Exercise task A
Can you offset every point coordinate in the answers by -112 and write out the records again, requests included, from the line containing "Where can you see the white bowl" down to the line containing "(1221, 235)", both ends included? Leave the pictures out of your answer.

That makes sense. I'll take a look at your cross-referenced glossary and think about it some more.

Thanks!

Justin

mbutterick commented 6 years ago

A pagetree won’t compile with duplicate pagenode names. Your pt2 is a little mischievous because it mixes the input path book.poly.pm with its output path book.html. The pagetree compiler won’t forbid this. But it won’t work correctly in the project server.

(BTW I was just fiddling around with poly files, index.ptree, and the project server — seems like it permits any extension included in poly-targets, or poly itself. So in this case, I would recommend adopting the convention of book.poly, inept.poly, etc)

If you like the way your pagenode-index-of works, I wouldn’t talk you out of it. Pagetrees are not necessarily flat lists, however, so it’s unclear to me how it would behave in the general case. (This is in fact why I include the children and siblings etc. functions — so you can pull out a list of pagenodes and then use the usual list functions.)

jlorieau commented 6 years ago

Thanks for the reply.

A pagetree won’t compile with duplicate pagenode names. Your pt2 is a little mischievous because it mixes the input path book.poly.pm with its output path book.html. The pagetree compiler won’t forbid this. But it won’t work correctly in the project server.

Exercise task B
Answer these questions about the forum thread:
(i) What will a pagetree not compile with?
(ii) What naming convention for poly files does mbutterick recommend?
(iii) Why does mbutterick include the children and siblings functions?

Data extracted from a collection
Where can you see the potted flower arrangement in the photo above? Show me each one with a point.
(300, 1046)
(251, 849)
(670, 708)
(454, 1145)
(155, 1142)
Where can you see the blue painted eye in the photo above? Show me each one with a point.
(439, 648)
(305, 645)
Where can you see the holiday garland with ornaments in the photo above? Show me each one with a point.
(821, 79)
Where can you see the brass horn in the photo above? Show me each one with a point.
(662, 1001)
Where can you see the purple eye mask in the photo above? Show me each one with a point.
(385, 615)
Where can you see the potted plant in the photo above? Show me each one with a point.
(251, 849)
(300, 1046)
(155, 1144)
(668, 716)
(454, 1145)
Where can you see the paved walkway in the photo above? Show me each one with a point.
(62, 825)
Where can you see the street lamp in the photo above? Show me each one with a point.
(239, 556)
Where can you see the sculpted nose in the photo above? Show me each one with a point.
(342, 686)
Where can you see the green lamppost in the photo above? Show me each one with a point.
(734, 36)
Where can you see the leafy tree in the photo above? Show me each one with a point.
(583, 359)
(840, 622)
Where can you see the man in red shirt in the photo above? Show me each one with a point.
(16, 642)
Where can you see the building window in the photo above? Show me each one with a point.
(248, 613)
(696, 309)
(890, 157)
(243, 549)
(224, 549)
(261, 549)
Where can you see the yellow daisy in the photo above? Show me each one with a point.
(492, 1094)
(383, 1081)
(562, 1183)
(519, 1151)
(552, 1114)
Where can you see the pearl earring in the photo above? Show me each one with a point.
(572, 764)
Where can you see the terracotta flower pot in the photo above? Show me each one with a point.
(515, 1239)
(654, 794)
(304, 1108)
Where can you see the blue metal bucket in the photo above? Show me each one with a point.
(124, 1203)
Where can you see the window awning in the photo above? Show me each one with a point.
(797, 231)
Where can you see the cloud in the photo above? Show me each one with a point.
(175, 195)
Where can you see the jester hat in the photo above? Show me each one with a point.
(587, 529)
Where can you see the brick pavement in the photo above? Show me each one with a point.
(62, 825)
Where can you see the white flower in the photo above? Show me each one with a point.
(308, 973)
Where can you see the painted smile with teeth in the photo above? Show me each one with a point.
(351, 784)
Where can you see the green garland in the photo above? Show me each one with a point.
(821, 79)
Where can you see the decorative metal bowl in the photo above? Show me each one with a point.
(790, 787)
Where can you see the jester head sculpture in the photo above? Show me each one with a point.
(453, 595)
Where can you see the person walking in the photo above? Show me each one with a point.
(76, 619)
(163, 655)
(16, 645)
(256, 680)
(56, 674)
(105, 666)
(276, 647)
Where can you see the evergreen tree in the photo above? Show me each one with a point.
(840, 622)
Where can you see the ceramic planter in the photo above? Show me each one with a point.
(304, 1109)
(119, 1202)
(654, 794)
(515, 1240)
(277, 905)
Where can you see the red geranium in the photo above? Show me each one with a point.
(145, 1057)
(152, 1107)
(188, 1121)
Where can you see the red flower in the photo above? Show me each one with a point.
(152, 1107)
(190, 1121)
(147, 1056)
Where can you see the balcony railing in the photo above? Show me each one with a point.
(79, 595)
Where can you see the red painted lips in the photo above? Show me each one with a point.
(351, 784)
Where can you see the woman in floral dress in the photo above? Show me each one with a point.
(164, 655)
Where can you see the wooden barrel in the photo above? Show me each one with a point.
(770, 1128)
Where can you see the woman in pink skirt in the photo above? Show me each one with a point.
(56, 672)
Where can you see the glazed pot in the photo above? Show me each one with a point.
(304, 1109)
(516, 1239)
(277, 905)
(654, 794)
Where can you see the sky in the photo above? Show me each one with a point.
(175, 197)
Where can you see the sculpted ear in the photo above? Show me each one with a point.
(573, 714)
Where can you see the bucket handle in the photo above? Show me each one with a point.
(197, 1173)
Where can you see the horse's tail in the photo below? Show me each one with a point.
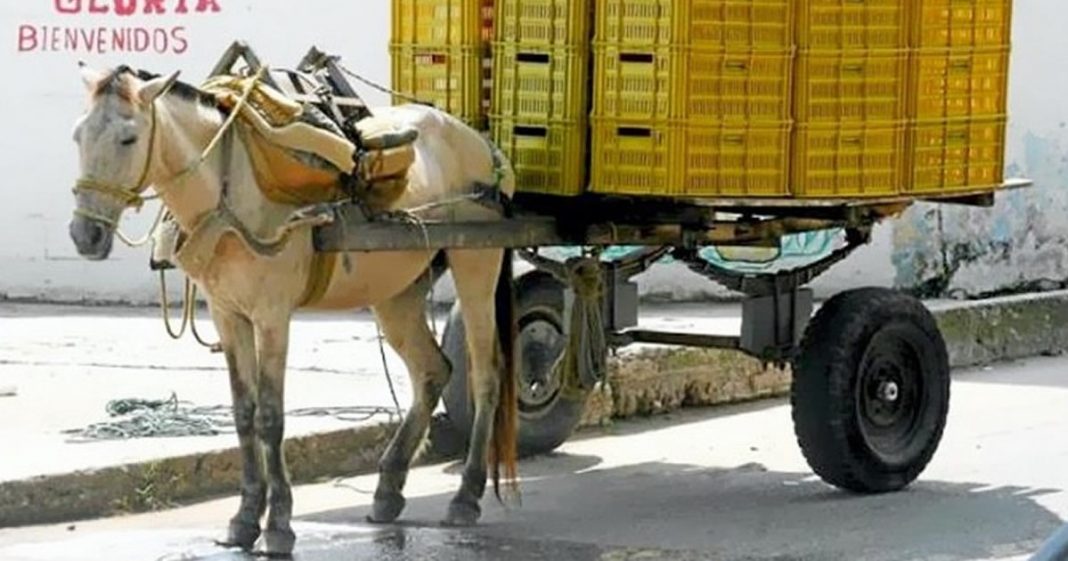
(505, 443)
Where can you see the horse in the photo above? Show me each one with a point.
(143, 130)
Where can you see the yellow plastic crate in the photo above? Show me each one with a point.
(452, 79)
(962, 24)
(694, 84)
(834, 25)
(850, 87)
(634, 157)
(549, 157)
(708, 24)
(848, 161)
(955, 155)
(539, 83)
(637, 84)
(544, 22)
(736, 87)
(736, 161)
(442, 22)
(959, 83)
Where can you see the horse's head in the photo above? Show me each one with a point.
(116, 140)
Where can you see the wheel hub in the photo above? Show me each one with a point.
(540, 346)
(890, 389)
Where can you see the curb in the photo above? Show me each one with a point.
(641, 383)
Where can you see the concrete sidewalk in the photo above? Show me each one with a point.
(66, 363)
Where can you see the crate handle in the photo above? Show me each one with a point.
(434, 58)
(644, 58)
(536, 58)
(959, 136)
(538, 131)
(634, 131)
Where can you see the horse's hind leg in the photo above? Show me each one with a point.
(404, 325)
(272, 344)
(475, 274)
(239, 347)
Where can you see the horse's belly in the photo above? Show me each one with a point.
(362, 280)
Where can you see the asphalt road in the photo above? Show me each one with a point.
(725, 484)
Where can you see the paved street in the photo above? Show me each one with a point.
(724, 484)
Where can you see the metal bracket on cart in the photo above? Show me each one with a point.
(774, 312)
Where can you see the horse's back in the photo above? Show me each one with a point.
(451, 157)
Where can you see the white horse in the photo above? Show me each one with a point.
(140, 133)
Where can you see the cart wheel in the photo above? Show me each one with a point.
(548, 411)
(870, 390)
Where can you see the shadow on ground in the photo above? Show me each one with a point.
(689, 512)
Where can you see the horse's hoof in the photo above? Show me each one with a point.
(240, 535)
(279, 543)
(462, 514)
(387, 509)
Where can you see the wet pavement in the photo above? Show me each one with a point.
(725, 484)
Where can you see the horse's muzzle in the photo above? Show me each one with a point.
(92, 238)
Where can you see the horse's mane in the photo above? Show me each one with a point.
(118, 83)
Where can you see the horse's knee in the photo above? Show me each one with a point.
(245, 416)
(270, 422)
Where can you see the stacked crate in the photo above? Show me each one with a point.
(692, 98)
(850, 99)
(440, 55)
(539, 112)
(959, 78)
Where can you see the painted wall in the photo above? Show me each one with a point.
(937, 248)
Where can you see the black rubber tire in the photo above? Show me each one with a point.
(846, 425)
(548, 424)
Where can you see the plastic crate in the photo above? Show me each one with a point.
(850, 87)
(637, 84)
(450, 79)
(736, 161)
(736, 87)
(634, 157)
(833, 25)
(848, 161)
(962, 24)
(544, 22)
(442, 22)
(721, 24)
(539, 83)
(959, 83)
(548, 156)
(955, 155)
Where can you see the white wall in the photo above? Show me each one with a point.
(1024, 238)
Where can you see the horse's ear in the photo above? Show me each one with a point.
(90, 76)
(151, 90)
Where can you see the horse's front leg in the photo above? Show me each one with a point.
(272, 343)
(404, 325)
(238, 344)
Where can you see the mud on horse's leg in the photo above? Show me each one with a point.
(272, 339)
(238, 344)
(404, 325)
(475, 275)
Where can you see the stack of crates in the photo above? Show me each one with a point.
(692, 98)
(440, 55)
(851, 96)
(959, 78)
(539, 112)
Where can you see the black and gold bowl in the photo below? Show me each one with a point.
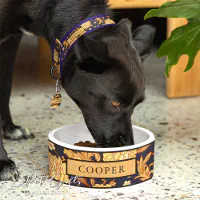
(99, 167)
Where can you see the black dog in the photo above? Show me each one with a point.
(103, 73)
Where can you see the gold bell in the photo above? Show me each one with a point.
(56, 100)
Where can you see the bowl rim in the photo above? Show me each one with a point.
(52, 138)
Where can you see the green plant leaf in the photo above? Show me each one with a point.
(183, 40)
(178, 9)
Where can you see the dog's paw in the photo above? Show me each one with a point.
(17, 133)
(8, 171)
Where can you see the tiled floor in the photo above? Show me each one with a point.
(176, 124)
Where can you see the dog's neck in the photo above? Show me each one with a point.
(69, 13)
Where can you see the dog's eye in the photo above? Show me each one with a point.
(116, 104)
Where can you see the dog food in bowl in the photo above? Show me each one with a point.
(91, 167)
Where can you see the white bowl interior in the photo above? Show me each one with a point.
(68, 135)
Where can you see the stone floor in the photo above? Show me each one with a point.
(175, 122)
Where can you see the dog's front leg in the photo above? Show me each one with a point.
(8, 52)
(8, 170)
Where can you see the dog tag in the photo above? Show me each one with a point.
(56, 100)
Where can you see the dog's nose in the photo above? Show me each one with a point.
(119, 140)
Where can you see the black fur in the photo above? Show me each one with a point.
(103, 66)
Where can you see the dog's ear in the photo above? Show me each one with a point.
(143, 37)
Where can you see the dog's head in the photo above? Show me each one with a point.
(107, 82)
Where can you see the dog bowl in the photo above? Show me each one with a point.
(99, 167)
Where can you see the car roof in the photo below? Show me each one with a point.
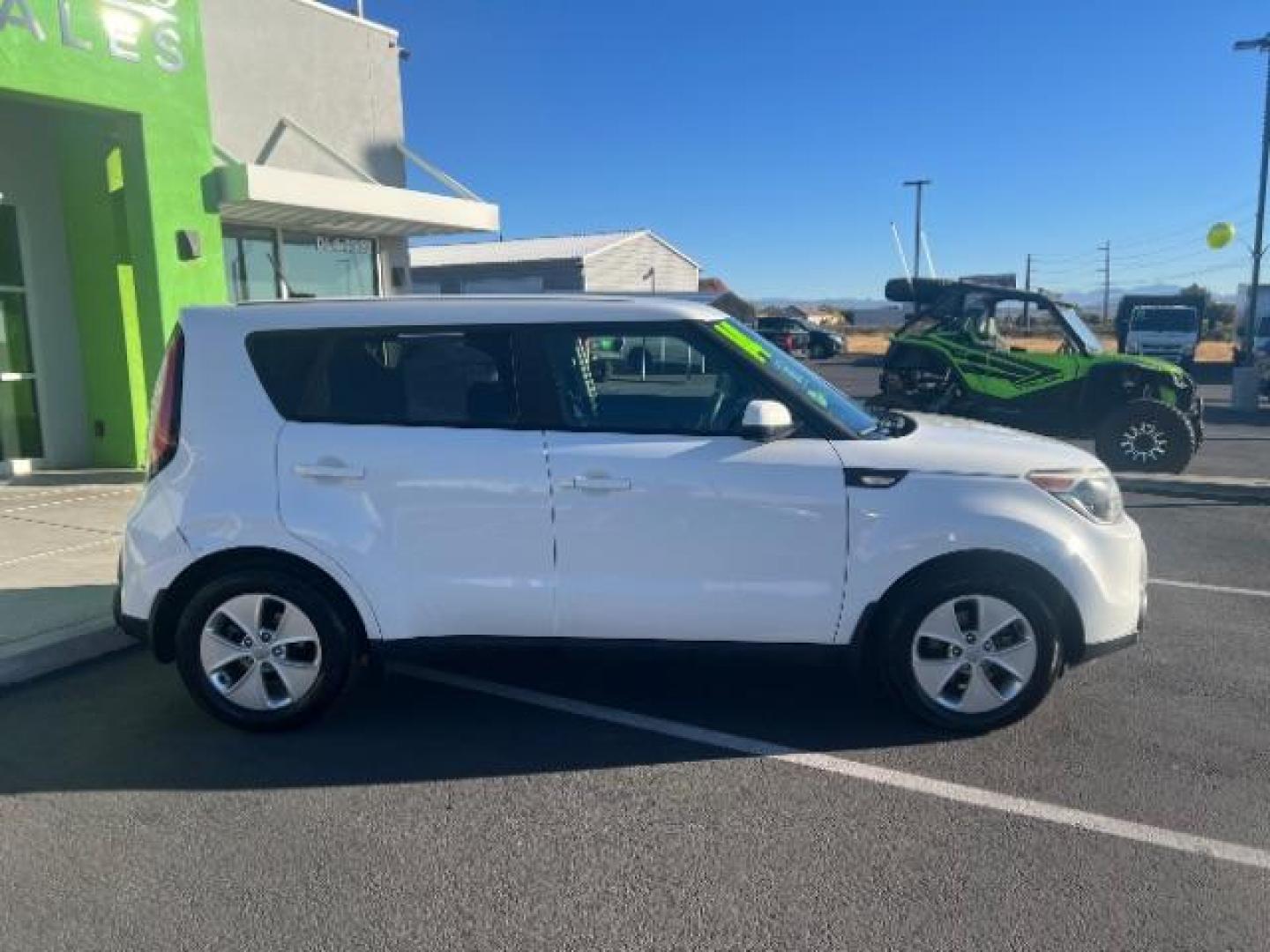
(455, 309)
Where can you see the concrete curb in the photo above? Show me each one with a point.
(61, 648)
(1222, 489)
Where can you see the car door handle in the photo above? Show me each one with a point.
(329, 471)
(600, 484)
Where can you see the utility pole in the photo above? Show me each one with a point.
(1246, 352)
(1027, 287)
(1105, 248)
(917, 224)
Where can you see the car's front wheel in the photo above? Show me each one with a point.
(969, 651)
(1147, 435)
(263, 651)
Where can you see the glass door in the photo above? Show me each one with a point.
(19, 415)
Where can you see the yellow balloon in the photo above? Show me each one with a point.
(1221, 235)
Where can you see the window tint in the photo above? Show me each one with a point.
(646, 383)
(395, 377)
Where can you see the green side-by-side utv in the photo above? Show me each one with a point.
(963, 353)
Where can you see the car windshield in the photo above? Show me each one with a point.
(1080, 329)
(761, 352)
(1165, 319)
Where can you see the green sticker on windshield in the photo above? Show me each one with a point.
(748, 346)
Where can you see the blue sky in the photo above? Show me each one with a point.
(767, 140)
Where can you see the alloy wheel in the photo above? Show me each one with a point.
(975, 654)
(1143, 443)
(260, 652)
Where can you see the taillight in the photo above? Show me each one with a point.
(165, 406)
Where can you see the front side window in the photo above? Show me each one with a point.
(660, 383)
(394, 377)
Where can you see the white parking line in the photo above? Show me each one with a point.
(66, 550)
(1206, 587)
(64, 501)
(860, 770)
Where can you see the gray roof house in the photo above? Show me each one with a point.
(612, 262)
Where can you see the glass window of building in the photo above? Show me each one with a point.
(249, 263)
(328, 265)
(19, 415)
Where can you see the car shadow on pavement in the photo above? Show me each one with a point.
(124, 723)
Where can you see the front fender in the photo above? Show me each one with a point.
(927, 516)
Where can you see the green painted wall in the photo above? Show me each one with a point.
(136, 156)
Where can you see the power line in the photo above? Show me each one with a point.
(1105, 248)
(1145, 242)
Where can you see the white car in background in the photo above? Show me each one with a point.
(1168, 331)
(331, 478)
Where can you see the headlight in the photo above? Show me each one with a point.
(1095, 495)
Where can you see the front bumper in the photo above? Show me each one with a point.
(1108, 582)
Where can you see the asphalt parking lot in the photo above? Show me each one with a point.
(578, 799)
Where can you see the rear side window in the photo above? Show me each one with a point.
(404, 377)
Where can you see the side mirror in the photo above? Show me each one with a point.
(766, 420)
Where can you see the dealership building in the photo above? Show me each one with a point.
(156, 153)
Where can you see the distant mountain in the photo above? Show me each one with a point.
(1094, 299)
(1091, 299)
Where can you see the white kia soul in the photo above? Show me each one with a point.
(328, 478)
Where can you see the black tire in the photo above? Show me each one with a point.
(907, 609)
(332, 666)
(1146, 435)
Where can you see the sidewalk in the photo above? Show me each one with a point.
(60, 539)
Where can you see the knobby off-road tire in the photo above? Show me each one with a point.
(1146, 435)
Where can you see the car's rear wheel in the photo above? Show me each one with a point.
(969, 651)
(1146, 435)
(263, 651)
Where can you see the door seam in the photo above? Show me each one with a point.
(556, 537)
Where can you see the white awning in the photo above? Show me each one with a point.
(280, 198)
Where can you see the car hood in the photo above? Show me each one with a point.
(952, 444)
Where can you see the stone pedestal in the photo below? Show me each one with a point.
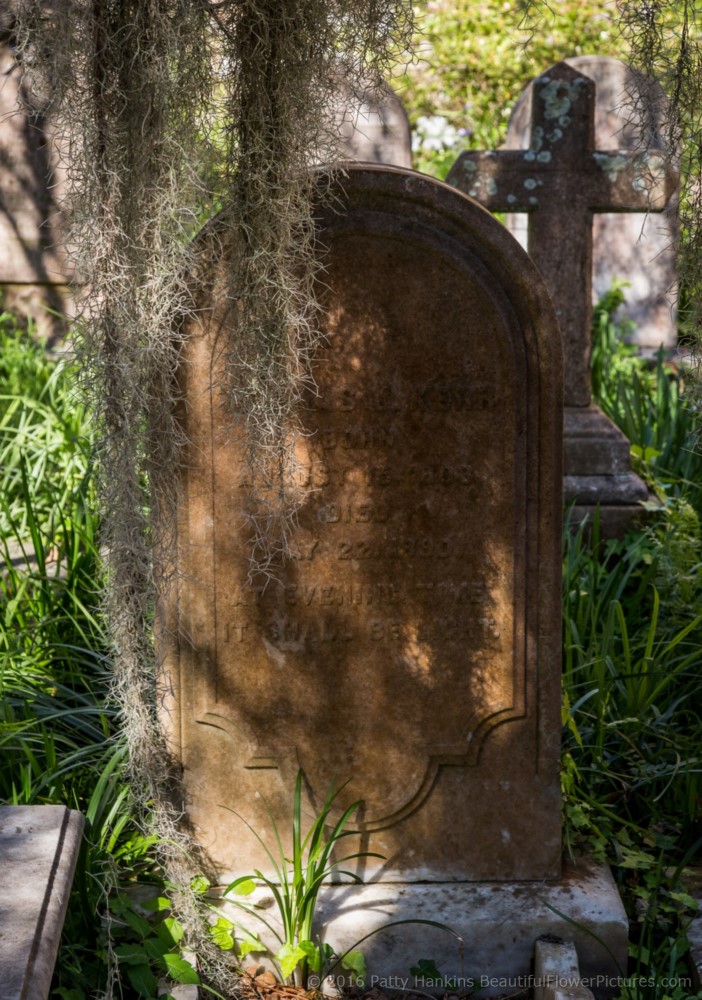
(499, 923)
(597, 472)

Solution A
Where can you see the white bowl interior in the photo above? Show me each one with a point.
(-44, 23)
Where can you see the stone floor in the photo above? Show me each one with a point.
(63, 10)
Where can you see the dog's front leg in the photo above? Show me each one with a point.
(-104, -60)
(-104, 58)
Where can you see the dog tag in the photo above? Show me each one with a point.
(-56, -12)
Where can you see the dog's nose in the photo above? Show me each one with a point.
(7, 28)
Where can you see the black fur in the photo above? Show me each one with a point.
(-9, -46)
Where can you see the dog's ear in the photo above? Show me each one with a point.
(31, -75)
Where can you see the dog's head in the photo above? Show me each one with a point.
(-5, -30)
Where can you see the dog bowl in the photo above? Show me each one with a point.
(-13, 55)
Where can you see the car roof in the photo below? Show me each one with a point.
(343, 197)
Where can you see the concrete curb in the photo above? Show me each one with a point.
(-51, 536)
(1110, 377)
Where can you see the car door handle in the photo above? Show me each one with a point.
(217, 359)
(488, 372)
Where can you see the utility pole in the photo above? Show me each one with a point.
(1134, 240)
(915, 175)
(993, 136)
(805, 112)
Where can you see the car's front wheel in the photo above? Show me each one with a point.
(857, 539)
(1035, 323)
(151, 539)
Where can you see the glass door in the photo above? Show me each one with a point.
(-93, 303)
Where can you see the yellow balloon in the photo above? Show me each one with a point.
(1109, 123)

Solution B
(i) Duplicate pagenode names.
(ii) book.poly, inept.poly, etc.
(iii) So you can pull out a list of pagenodes and then use the usual list functions.